§ **Document section**:
Health economic modelling of public health interventions
Public health interventions may include actions or activities that aim to make a person or population change behaviours to improve their health. They are often multi-component and operate within complex systems, which means that there is not a clear boundary around the system and the sum of individual intervention effects is not equal to the outcomes at the population level due to the interactions between heterogeneous individuals and influence of their environment. Thus, effects of public health interventions may be non-linear, and sometimes unexpected, at the macro level, with the wider context impacting intervention effectiveness (Skivington et al., 2021).
Health economic models are used to predict the difference in costs and effectiveness between current practice and alternative interventions, usually over an individual’s lifetime, to capture all impacts of the interventions to inform policy decisions about how best to spend limited resources (Briggs et al., 2006; NICE, 2023). The benefit of these models is that they can synthesise evidence from a range of sources and simulate possible future costs and outcomes of alternative interventions. Existing health economic models do not typically incorporate the determinants of individual and population behaviours that influence long term effectiveness, yet it is essential to understand how public health interventions work in order to attempt to predict long-term outcomes of interventions.
Health economic models include simple arithmetic calculations, cohort state transition models, and individual level simulations (Brennan et al., 2006). More flexible individual-level health economic models can be useful when decision makers want to understand the different impacts of interventions upon individuals or different groups of the population to reduce health inequalities (Boyd et al., 2022) or when outcomes depend on time or event-dependent interactions (Emmert-Fees et al., 2021). Typically, within these models, a population is synthesised to match the characteristics of the real population of interest, so that every individual has their own attributes (e.g. age, socioeconomic status, Body Mass Index (BMI)), which can be updated over time (Wu et al., 2022). These models can then be used to estimate the incidence and progression of diseases and health conditions using epidemiological risk equations, to estimate mortality, to assign different resource use, costs and utilities, to test the impact of alternative interventions, and to report outcomes by relevant subgroups.

§ **Data for analysis**:
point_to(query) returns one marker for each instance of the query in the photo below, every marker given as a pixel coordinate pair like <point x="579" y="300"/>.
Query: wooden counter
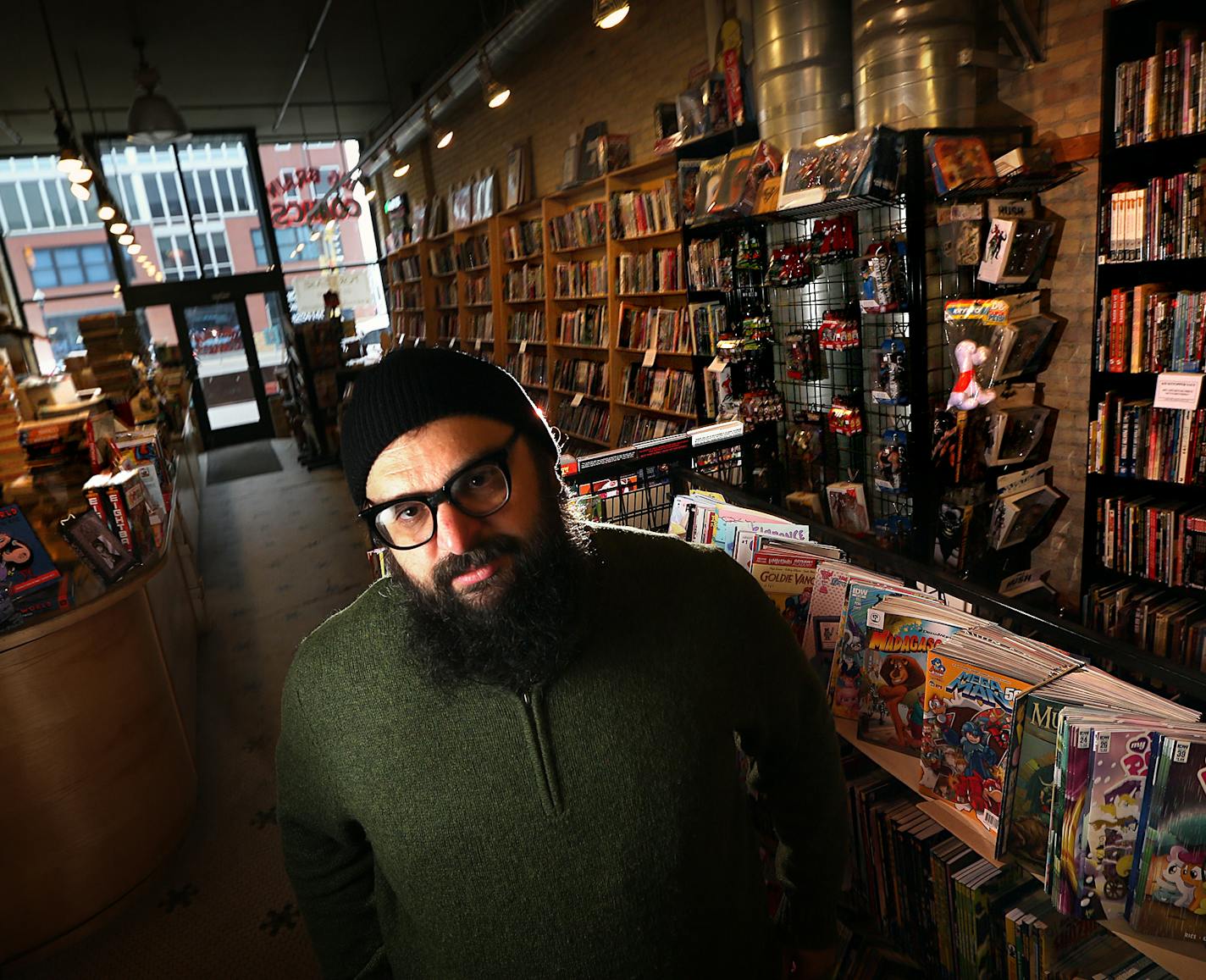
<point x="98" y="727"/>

==

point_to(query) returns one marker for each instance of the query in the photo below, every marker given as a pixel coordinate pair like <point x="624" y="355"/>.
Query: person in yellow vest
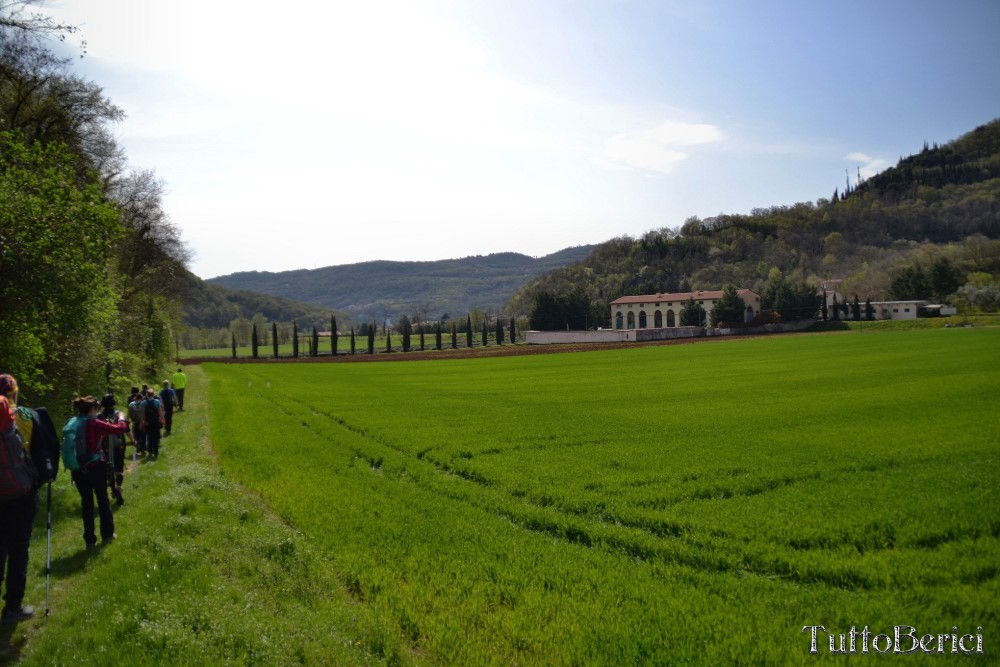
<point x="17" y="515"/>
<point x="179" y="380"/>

§ **Work request 1**: List every source cited in the passage on health economic modelling, with its year.
§ **Work request 2**:
Answer these from the passage on health economic modelling:
(a) Over what period do health economic models usually predict differences in costs and effectiveness?
(b) What three types of health economic model does the passage name?
(c) What attributes are given as examples of those each synthesised individual has?
§ **Work request 3**: Carry on the passage on health economic modelling of public health interventions from its final sentence.
The rows play no part in what is asked here.

§ **Expected output 1**:
Skivington et al., 2021
Briggs et al., 2006
NICE, 2023
Brennan et al., 2006
Boyd et al., 2022
Emmert-Fees et al., 2021
Wu et al., 2022

§ **Expected output 2**:
(a) Usually over an individual's lifetime.
(b) Simple arithmetic calculations, cohort state transition models, and individual level simulations.
(c) Age, socioeconomic status, and Body Mass Index (BMI).

§ **Expected output 3**:
Studies assessing the effectiveness of public health interventions, like smoking cessation or exercise classes, often report at 6 or 12 months. To inform policy decisions, it is useful to predict the relative costs and benefits of these interventions over the longer term. Health economic models can be used to do this, but they usually make simple assumptions about the impact of interventions on longer term behaviour based on limited evidence or theory, and these assumptions can substantially affect results. To date, there has been little research about how the influences on behaviour can be incorporated in health economic models.
Aim of this toolbox
This toolbox aims to draw on psychology, sociology, behavioural economics, complexity science and health economics to help modellers, behavioural scientists and policy makers to identify and incorporate appropriate methods and behavioural theory within health economic models of public health interventions, to better inform resource allocation decisions.
For each method, a description, an expert consensus on the circumstances when they could be used, how the method can bring behavioural influences into the model, the minimum resource requirements and key references are provided.
However, there are weaknesses in current behavioural theories, methods and the data available to inform such models. Thus, an agenda for further research for both health economic modellers and behavioural scientists is also set out.